▶ [TASK PROMPT]: Copy the records word for word, beginning with the line containing "Mark one point on every instance of the bicycle pedal" and continuing through the line containing "x=846 y=736".

(Source records)
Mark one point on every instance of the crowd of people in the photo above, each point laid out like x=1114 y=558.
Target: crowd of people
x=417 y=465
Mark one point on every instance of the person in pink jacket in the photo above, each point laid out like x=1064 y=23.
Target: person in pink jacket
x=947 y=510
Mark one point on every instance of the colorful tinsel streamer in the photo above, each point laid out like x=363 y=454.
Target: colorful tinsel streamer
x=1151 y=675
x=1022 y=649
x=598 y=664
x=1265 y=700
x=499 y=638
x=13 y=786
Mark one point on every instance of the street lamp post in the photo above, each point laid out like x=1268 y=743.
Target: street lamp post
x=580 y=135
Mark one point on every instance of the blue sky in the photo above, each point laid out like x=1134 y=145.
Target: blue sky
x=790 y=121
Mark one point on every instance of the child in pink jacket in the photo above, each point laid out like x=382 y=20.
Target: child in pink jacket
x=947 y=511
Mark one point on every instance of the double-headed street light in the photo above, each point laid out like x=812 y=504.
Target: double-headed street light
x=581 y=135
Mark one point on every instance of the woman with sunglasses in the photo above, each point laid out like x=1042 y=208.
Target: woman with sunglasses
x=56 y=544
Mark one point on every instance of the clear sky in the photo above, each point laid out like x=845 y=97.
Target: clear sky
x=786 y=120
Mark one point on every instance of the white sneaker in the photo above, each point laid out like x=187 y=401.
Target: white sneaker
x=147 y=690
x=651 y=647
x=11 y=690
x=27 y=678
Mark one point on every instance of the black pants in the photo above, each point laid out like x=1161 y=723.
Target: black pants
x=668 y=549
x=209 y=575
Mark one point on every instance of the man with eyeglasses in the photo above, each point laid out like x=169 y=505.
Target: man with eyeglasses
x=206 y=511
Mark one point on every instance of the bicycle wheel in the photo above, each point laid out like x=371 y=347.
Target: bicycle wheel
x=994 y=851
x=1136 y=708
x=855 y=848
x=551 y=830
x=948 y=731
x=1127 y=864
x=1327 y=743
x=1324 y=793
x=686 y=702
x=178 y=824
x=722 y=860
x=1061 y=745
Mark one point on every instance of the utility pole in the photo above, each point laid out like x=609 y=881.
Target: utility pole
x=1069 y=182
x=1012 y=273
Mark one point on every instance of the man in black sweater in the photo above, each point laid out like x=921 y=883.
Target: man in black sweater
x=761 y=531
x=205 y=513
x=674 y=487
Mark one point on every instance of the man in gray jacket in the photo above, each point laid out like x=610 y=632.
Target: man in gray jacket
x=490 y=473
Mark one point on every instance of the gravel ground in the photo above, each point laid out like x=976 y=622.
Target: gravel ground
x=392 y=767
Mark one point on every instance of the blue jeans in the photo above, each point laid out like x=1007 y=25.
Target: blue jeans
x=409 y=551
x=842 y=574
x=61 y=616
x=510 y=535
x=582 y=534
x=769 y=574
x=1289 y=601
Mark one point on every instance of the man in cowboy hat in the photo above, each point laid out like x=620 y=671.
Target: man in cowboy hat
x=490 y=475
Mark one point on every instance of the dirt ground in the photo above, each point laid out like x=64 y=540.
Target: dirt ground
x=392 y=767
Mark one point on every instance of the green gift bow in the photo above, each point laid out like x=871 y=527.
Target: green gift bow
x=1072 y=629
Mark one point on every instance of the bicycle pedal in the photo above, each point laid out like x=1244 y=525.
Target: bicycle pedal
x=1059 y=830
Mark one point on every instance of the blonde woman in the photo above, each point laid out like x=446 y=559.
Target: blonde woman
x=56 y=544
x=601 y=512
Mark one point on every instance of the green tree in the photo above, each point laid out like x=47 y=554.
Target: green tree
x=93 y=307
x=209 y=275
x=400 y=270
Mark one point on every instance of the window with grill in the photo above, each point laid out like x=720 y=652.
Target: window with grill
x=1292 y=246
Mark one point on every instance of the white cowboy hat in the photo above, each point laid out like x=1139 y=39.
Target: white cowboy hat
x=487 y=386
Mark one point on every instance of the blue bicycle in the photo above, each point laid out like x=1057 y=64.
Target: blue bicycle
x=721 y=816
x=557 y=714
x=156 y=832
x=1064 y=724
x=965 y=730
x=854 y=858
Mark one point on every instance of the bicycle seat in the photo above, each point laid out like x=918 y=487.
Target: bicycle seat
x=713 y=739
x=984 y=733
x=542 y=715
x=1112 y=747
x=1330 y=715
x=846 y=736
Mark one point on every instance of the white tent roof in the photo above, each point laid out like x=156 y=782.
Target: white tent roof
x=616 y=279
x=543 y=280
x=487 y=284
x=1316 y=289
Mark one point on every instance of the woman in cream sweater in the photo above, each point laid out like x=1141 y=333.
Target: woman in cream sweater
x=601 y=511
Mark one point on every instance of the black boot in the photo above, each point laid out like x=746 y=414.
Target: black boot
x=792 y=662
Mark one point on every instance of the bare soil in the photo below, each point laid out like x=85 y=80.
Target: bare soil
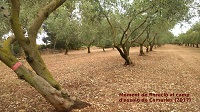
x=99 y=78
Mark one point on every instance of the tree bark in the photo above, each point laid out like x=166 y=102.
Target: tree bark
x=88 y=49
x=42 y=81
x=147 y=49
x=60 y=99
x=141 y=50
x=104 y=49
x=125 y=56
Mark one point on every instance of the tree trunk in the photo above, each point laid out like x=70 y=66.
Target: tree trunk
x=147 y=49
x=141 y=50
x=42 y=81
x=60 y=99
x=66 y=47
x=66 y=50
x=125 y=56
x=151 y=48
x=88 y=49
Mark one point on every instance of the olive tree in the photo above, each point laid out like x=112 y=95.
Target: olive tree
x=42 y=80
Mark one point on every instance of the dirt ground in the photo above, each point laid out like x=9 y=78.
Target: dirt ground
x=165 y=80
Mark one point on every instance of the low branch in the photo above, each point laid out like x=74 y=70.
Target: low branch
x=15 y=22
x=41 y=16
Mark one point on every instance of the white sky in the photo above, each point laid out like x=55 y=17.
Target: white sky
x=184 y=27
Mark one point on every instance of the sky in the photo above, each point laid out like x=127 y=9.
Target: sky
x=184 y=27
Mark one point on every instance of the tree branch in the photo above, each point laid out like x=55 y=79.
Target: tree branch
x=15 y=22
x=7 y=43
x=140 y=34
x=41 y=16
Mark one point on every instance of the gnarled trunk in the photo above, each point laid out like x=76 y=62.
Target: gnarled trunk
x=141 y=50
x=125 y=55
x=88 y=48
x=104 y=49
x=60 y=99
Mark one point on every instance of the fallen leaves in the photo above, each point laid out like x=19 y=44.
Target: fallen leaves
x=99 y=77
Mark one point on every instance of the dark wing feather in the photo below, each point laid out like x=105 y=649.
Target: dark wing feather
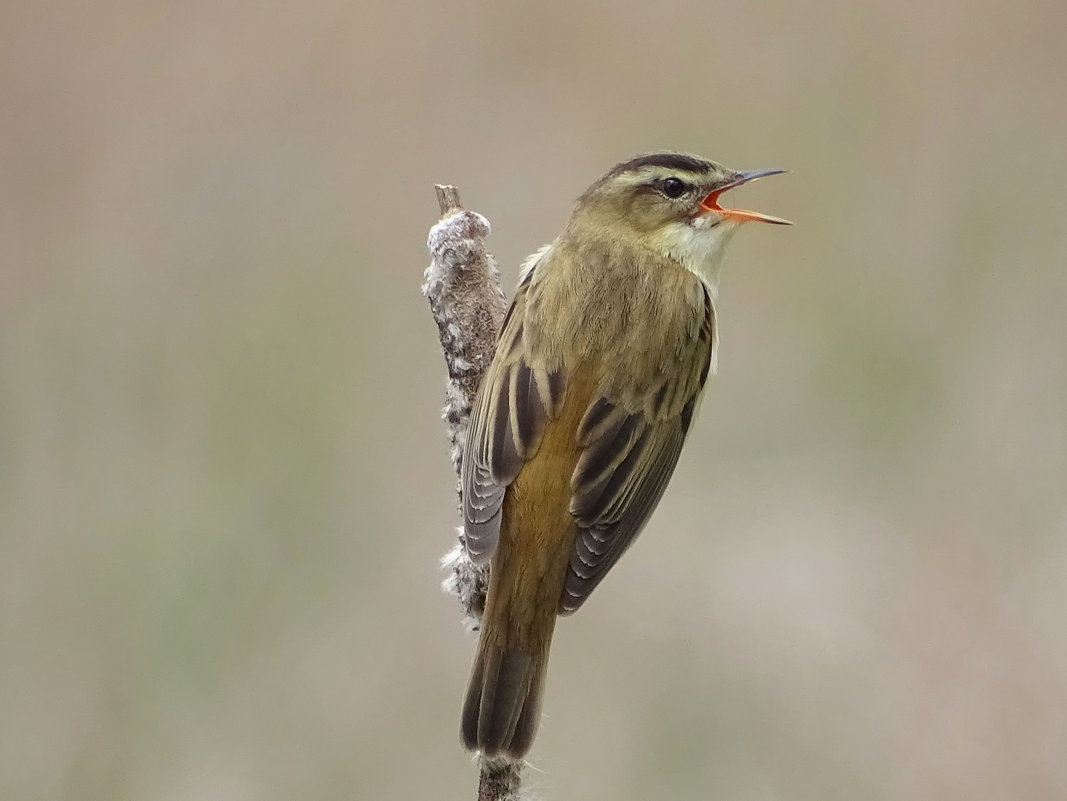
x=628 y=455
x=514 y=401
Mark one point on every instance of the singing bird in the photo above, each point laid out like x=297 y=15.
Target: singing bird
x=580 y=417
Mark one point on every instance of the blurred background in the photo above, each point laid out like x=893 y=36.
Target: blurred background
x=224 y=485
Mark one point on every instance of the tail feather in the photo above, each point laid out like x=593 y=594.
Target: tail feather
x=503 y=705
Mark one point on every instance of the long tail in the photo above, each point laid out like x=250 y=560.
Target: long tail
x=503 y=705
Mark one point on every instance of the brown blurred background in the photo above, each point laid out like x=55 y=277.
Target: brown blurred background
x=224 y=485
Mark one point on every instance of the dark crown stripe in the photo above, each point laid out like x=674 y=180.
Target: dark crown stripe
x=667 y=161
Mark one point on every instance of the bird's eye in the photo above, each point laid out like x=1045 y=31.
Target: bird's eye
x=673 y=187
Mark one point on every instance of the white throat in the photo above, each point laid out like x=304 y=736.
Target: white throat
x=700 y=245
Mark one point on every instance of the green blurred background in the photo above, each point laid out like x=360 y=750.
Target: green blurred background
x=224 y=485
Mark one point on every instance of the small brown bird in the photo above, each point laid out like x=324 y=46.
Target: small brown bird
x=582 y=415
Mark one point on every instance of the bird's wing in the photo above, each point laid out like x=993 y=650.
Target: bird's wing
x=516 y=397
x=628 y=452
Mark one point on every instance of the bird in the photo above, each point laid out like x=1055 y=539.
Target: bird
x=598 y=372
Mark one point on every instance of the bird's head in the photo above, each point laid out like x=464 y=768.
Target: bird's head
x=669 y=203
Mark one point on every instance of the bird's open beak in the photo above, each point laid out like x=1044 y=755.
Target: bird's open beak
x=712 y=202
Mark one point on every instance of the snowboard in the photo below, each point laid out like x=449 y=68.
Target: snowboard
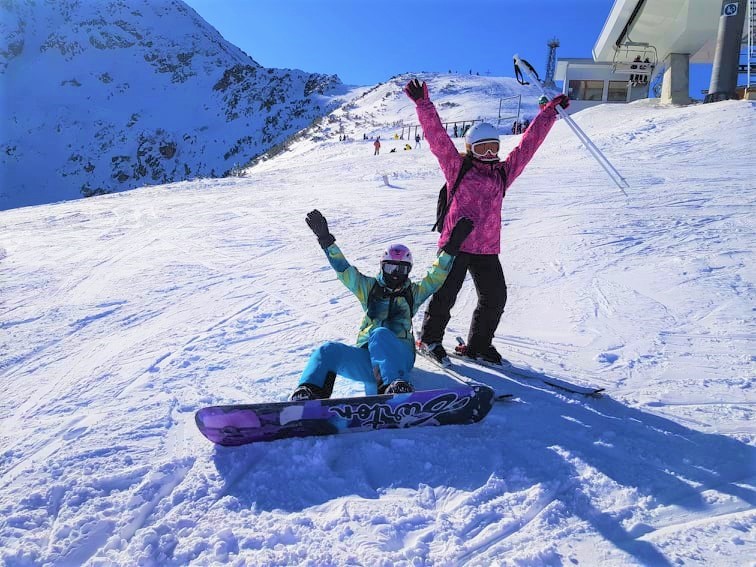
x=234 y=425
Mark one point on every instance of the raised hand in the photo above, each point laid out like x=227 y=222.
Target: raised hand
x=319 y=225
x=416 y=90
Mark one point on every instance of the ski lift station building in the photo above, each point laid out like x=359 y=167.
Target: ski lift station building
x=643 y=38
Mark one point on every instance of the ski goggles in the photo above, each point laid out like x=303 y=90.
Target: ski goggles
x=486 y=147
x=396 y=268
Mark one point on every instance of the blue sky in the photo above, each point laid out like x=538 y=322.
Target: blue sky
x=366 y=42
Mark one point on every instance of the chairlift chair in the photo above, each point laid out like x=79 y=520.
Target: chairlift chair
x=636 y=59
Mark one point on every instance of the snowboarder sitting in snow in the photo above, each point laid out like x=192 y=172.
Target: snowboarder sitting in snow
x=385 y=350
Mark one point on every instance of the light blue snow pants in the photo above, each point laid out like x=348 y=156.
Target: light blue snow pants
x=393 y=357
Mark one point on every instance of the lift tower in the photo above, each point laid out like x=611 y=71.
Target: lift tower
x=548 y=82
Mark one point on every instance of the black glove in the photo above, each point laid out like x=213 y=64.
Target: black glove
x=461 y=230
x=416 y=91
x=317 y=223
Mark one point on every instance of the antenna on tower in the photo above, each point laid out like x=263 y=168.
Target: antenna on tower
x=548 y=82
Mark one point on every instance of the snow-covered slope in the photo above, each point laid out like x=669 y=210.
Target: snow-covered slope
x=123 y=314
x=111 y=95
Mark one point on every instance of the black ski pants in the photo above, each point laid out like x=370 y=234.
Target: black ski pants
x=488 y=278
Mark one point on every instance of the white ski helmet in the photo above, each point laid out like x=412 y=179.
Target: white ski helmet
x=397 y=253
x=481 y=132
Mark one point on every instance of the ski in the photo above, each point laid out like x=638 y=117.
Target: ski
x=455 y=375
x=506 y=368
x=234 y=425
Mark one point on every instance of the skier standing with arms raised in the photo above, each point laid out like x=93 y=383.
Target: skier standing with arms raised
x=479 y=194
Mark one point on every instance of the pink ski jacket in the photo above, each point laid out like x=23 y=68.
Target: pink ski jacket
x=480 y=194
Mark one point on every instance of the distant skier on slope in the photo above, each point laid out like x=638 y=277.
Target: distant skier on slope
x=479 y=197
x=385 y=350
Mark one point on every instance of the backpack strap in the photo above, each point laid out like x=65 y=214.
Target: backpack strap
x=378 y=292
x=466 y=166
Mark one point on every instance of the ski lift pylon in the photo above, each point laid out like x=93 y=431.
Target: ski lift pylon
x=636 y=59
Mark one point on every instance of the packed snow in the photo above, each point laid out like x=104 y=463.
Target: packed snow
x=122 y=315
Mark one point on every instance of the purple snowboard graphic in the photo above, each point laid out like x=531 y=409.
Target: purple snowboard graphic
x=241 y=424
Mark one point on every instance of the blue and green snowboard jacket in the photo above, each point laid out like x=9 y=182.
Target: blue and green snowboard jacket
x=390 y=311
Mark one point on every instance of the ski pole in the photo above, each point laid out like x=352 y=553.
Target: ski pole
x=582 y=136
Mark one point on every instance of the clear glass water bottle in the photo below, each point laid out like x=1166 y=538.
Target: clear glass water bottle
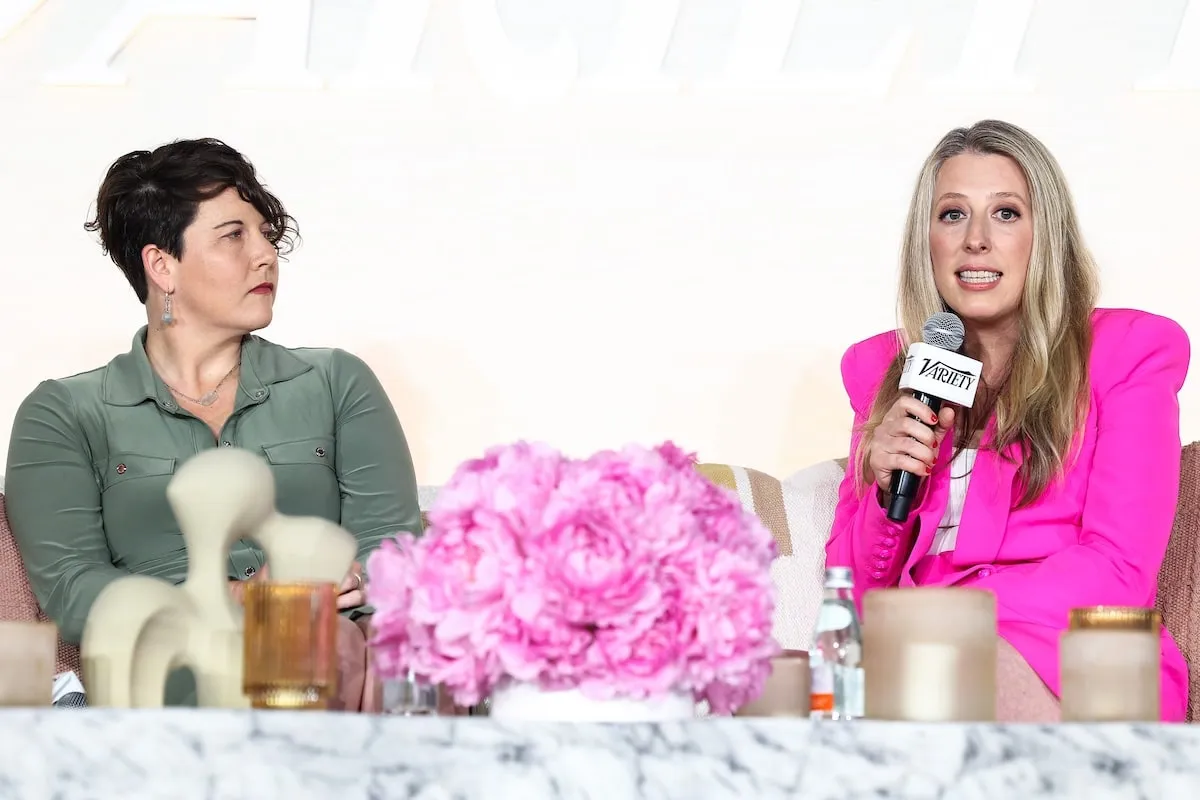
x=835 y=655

▶ [TASK RESPONSE]:
Mark one point on every instance of the bicycle pedal in the photo above, each point laid out like x=1244 y=525.
Target: bicycle pedal
x=1059 y=830
Mark one point on every instance of the blonde woman in the photo above, each point laid out like x=446 y=559.
Target: blonde woman
x=56 y=544
x=601 y=512
Mark one point on every instance of the green tree in the photo above, each point laid out like x=47 y=554.
Target: green tree
x=93 y=307
x=209 y=275
x=400 y=270
Mark one point on every instance of the window with grill in the photo above, each point laid out like x=720 y=652.
Target: window with grill
x=1292 y=246
Mark one point on every instance of the white cowboy hat in the photo above, each point laid out like x=1139 y=39.
Target: white cowboy hat
x=487 y=386
Mark one point on every instance of the blue bicycle in the photo above, each point laid out like x=1057 y=64.
Target: blue bicycle
x=721 y=816
x=557 y=714
x=156 y=832
x=1064 y=724
x=965 y=730
x=854 y=858
Mark one point on every instance of the bicycle seat in the photo above, each point laid out like x=918 y=487.
Target: bicycle seat
x=713 y=739
x=984 y=733
x=542 y=715
x=1112 y=747
x=1330 y=715
x=846 y=736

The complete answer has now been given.